> _Entries shown_
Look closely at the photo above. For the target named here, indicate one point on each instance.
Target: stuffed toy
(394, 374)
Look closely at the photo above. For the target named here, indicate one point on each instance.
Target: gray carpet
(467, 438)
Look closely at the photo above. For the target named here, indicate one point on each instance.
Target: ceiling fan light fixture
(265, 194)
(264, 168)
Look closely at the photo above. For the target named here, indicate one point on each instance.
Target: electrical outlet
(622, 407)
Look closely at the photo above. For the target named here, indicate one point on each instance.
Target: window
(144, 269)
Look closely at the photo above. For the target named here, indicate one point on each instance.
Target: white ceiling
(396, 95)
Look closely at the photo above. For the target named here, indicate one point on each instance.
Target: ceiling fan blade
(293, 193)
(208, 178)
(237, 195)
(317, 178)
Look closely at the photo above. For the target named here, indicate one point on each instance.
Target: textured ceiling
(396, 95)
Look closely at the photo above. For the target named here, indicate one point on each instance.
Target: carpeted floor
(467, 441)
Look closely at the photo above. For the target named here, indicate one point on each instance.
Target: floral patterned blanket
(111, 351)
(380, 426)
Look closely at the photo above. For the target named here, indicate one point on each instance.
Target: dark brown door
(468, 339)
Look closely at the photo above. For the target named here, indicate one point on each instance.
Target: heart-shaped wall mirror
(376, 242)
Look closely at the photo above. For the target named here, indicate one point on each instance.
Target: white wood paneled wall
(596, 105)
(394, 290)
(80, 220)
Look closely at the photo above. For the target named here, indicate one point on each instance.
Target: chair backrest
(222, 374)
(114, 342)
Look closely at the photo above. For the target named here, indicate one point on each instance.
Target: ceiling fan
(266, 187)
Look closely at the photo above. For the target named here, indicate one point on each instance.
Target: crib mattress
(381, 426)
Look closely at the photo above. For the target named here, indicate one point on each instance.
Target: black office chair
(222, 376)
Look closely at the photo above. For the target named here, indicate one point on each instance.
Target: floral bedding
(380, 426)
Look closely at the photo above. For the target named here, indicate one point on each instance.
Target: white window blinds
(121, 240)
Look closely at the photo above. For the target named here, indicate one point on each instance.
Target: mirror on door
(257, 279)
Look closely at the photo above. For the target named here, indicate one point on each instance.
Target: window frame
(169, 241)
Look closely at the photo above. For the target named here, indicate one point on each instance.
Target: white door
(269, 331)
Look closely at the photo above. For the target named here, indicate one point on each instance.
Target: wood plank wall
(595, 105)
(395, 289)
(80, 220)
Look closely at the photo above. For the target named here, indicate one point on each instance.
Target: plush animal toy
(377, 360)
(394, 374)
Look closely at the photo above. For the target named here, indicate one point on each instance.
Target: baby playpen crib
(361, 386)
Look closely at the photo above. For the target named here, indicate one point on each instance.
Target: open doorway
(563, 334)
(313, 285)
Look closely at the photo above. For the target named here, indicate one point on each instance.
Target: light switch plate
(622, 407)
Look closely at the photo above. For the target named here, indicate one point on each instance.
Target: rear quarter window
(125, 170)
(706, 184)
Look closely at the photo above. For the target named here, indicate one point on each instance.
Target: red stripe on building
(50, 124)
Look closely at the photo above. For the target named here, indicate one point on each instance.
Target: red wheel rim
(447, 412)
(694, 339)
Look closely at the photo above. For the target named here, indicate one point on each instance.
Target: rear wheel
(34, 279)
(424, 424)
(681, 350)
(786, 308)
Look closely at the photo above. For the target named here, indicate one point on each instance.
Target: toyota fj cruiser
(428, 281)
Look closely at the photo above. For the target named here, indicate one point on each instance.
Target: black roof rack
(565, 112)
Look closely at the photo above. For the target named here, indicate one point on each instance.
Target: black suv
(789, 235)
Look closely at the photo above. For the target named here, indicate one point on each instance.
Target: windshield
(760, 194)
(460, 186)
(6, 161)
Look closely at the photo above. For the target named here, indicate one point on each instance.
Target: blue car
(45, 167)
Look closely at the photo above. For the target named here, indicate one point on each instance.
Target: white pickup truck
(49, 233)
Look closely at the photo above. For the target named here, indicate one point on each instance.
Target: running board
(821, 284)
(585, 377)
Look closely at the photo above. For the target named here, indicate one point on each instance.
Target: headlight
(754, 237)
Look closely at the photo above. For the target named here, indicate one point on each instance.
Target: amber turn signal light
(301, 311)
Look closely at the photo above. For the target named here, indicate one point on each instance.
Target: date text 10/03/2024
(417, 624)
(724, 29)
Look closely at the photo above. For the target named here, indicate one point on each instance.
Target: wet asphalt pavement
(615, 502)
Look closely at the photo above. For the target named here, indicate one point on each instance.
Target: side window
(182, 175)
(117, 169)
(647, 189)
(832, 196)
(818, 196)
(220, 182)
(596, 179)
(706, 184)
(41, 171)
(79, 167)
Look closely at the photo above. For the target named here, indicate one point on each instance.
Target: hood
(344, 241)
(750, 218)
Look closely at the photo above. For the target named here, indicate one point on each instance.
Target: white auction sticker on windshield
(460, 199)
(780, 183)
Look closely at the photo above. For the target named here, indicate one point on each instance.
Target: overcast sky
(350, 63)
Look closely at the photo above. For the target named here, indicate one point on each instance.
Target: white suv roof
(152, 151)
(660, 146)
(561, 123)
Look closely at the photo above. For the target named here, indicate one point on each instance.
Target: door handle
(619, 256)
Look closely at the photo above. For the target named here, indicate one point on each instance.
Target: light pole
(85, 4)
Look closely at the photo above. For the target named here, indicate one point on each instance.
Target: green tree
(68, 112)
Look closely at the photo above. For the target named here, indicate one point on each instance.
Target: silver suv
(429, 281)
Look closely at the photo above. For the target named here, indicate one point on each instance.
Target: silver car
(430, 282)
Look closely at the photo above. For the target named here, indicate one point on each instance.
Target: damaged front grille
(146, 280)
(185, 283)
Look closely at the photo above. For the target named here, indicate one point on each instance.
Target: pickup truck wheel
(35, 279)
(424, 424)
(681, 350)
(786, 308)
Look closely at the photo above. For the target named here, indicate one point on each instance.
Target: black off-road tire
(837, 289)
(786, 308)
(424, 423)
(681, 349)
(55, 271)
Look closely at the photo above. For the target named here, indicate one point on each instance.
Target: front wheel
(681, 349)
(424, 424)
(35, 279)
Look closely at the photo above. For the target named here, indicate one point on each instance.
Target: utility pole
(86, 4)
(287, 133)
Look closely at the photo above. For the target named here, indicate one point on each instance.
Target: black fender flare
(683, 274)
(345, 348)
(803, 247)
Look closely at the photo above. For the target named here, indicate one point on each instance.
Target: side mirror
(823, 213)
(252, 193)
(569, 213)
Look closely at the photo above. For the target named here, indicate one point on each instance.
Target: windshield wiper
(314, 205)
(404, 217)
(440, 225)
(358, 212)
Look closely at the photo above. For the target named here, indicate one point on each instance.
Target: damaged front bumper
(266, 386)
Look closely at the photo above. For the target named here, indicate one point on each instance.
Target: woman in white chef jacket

> _Assignment_
All records are to be retyped precisely.

> _Problem solution_
Look closely at the photo above. For the target named here, indicate one point on each instance.
Target: stuffed toy
(394, 374)
Look closely at the photo above. For the target named here, indicate one point on each instance.
Target: gray carpet
(467, 438)
Look closely at the photo above. For the target named here, indicate one point on each instance.
Target: ceiling fan light fixture
(265, 194)
(264, 168)
Look closely at the photo above. For the target named here, indicate one point on each instance.
Target: electrical outlet
(622, 407)
Look closely at the photo above. For the target named here, indicate one point on each instance.
Target: window
(144, 269)
Look closely at the photo above. For the target named here, indicate one point on each instance.
Target: white ceiling
(396, 95)
Look closely at the photo above. For the target named here, indicate one point on each instance.
Target: ceiling fan blade
(293, 193)
(208, 178)
(237, 195)
(317, 178)
Look closely at the photo above. For the target named here, indicate one point on each instance.
Target: textured ceiling
(396, 95)
Look closely at the photo above. For the target named here, indicate one point on each instance.
Target: carpeted floor
(467, 441)
Look closely at the photo above. For the target named here, indicate one point on each instance.
Target: floral patterned blanket
(111, 351)
(380, 426)
Look closely at the photo above. For the target named here, indicate one point on each instance.
Target: dark brown door
(468, 339)
Look closely at the photo above. For the target named here, indicate one point on each instance.
Target: heart-shaped wall mirror
(376, 242)
Look closely at the photo above. For the target named here, indicate one point on each instance.
Target: white wood paneled wall
(596, 105)
(394, 290)
(80, 220)
Look closely at the photo above. For the target named here, indicate one point on each instance.
Target: chair backrest
(222, 374)
(114, 342)
Look closely at the photo above. For the target named here, indicate one point on each instance.
Target: ceiling fan
(266, 187)
Look closely at the photo above. For the target named here, indicate one point on each instance.
Target: crib mattress
(381, 426)
Look closely at the photo above. For the target named here, indicate one point on each instance.
Target: black office chair
(222, 376)
Look closely at the photo above. For the target named here, indicate one point on each instance.
Target: floral bedding
(380, 426)
Look closely at the photo above. For the target named here, indicate one point on each instance.
Target: white window blinds
(121, 240)
Look closely at the photo above. For the target named here, indicate one point on each instance.
Target: mirror on door
(257, 279)
Look closely at the photo above. For the target named here, indicate one point on each instance.
Target: window frame
(169, 241)
Look closely at the photo above. For the target named here, indicate one point on each instance.
Target: white door
(269, 331)
Look closely at the photo above. For the target named here, indicate one point on each instance.
Target: wood plank wall
(595, 105)
(395, 289)
(80, 220)
Look closely at the photo above. For the target named here, indicate one point on each instance.
Target: plush animal toy
(377, 360)
(394, 374)
Look closely at the photo above. For the target named here, indicate one point on each instance.
Target: baby playpen crib
(361, 386)
Look closely at the photo above. For the target named here, indicate one point on each instance.
Target: open doorway
(563, 334)
(313, 285)
Look closely at the photo above. For the target named here, indicate one point on each instance.
Target: light switch plate
(622, 407)
Look closely at the photo above. For the target named here, indicate one point on each instance.
Target: rear quarter window
(125, 170)
(706, 184)
Look closely at the photo above. For the target named here, indicate one point on each instance.
Target: red stripe on building
(50, 124)
Look closely at the photo above. For the target named here, indicate one point on each instance.
Target: red wheel rim
(447, 412)
(694, 339)
Look closely at the photo above. For the target named here, indicate one point on each instance.
Target: rear wheel
(34, 279)
(424, 424)
(681, 350)
(786, 308)
Look closely at the photo above. For the target named here, indicate one point on each instance.
Target: toyota fj cruiser
(428, 281)
Look closely at the photo above. For the target named here, indicate one point on each instance.
Target: black roof rack
(565, 112)
Look closely at the photo above. For the target named here, indicate one point on each instance.
Target: black suv
(789, 235)
Look closely at the photo above. For the target named here, indicate one point on each instance.
Target: windshield
(760, 194)
(460, 186)
(6, 161)
Look closely at the photo above. For the target named here, indicate one point on each instance.
Target: blue car
(45, 167)
Look closely at the photo above. For the target named here, indicate one point on each instance.
Target: white pickup truck
(49, 233)
Look closely at the photo above. For the target named here, indicate one point on each instance.
Target: running board
(821, 284)
(585, 377)
Look closely at the photo above. For the target named here, indicate one point on each instance.
Target: headlight
(754, 237)
Look closely at the photo above. For the target named here, indicate one point on each instance.
Target: amber turn signal light
(301, 311)
Look closely at the photo above. For the target named here, indicate one point on each instance.
Target: date text 10/03/2024
(417, 624)
(724, 29)
Look closely at the photo above. For the target named here, indicate one point on each instance.
Target: wet asphalt pavement
(615, 502)
Look closely at the photo above. For the target named here, indicate one point on each instance.
Target: side window
(182, 175)
(117, 169)
(647, 189)
(832, 196)
(818, 196)
(220, 182)
(596, 179)
(706, 184)
(41, 171)
(79, 167)
Look closely at the photo above. For the target named here, indicate one point on each instance.
Target: hood
(344, 241)
(750, 218)
Look closely at the photo above. For the target named here, indicate one point on each instance.
Target: white auction sticker on windshield
(460, 199)
(780, 183)
Look closely at the photo above. For the target named here, indicate one point on each instance.
Target: overcast sky
(350, 63)
Look closely at the photo above. For the target named here, indicate one point on each instance.
Target: white suv roof
(152, 151)
(660, 146)
(561, 123)
Look closely at the photo above. For the target named here, indicate one point on each instance.
Target: door handle
(619, 256)
Look closely at the photo above. For the target named here, indicate one point on each instance.
Target: light pole
(85, 4)
Look closely at the photo above. For the target named here, indicate one point on each instance.
Target: green tree
(68, 112)
Look closely at the photo above. For the target named here, indicate one point on each instance.
Target: silver suv
(429, 281)
Look closely at the photo above. For the target named here, indicate one point on each instance.
Target: silver car
(430, 282)
Look closely at the photo above. For the target named here, indicate one point on each instance.
Target: damaged front grille
(146, 280)
(185, 283)
Look closely at the photo above. For the target named here, indicate one point on each instance.
Target: pickup truck wheel
(35, 279)
(424, 424)
(681, 350)
(786, 308)
Look closely at the photo above. For the target named here, indicate one point on each instance.
Target: black off-road tire
(837, 289)
(786, 308)
(424, 423)
(681, 349)
(55, 271)
Look closely at the photo above. For the target named here, indicate one point on each instance.
Target: front wheel
(681, 349)
(424, 424)
(35, 279)
Look closely at the photo above. For the target named here, indicate one point on each instance.
Target: utility pole
(86, 4)
(287, 133)
Look closely at the photo above. For the target named here, indicate one point on each instance.
Target: black fender flare
(683, 274)
(345, 348)
(803, 247)
Look closely at the photo above. For the target named here, indicate one point on each instance.
Target: side mirror
(823, 213)
(252, 193)
(569, 213)
Look closely at the photo above. For the target named here, indicate one point on each instance.
Target: windshield wiper
(314, 205)
(404, 217)
(440, 225)
(358, 212)
Look closely at the photo above. For the target named here, indicate one point on each instance.
Target: damaged front bumper
(266, 386)
Look closely at the photo above. For the target named here, indicate one point on each instance.
Target: woman in white chef jacket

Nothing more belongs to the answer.